• **WHAT TO PRODUCE**:
Give back the full listing verbatim, apart from its images.

• **AVAILABLE DATA**:
=== Begin Enclosure ===

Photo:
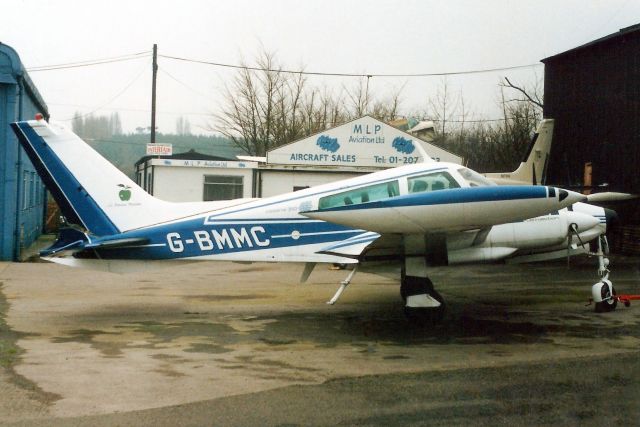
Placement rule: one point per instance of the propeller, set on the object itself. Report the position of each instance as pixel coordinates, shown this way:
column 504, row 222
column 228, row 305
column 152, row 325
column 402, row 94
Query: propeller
column 573, row 230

=== End Enclosure ===

• **WRITTEN ANSWER**:
Photo:
Placement rule: one point per instance of the propeller, set on the object itself. Report the position of each instance as pixel coordinates, shown this way:
column 504, row 222
column 228, row 305
column 152, row 325
column 402, row 94
Query: propeller
column 573, row 230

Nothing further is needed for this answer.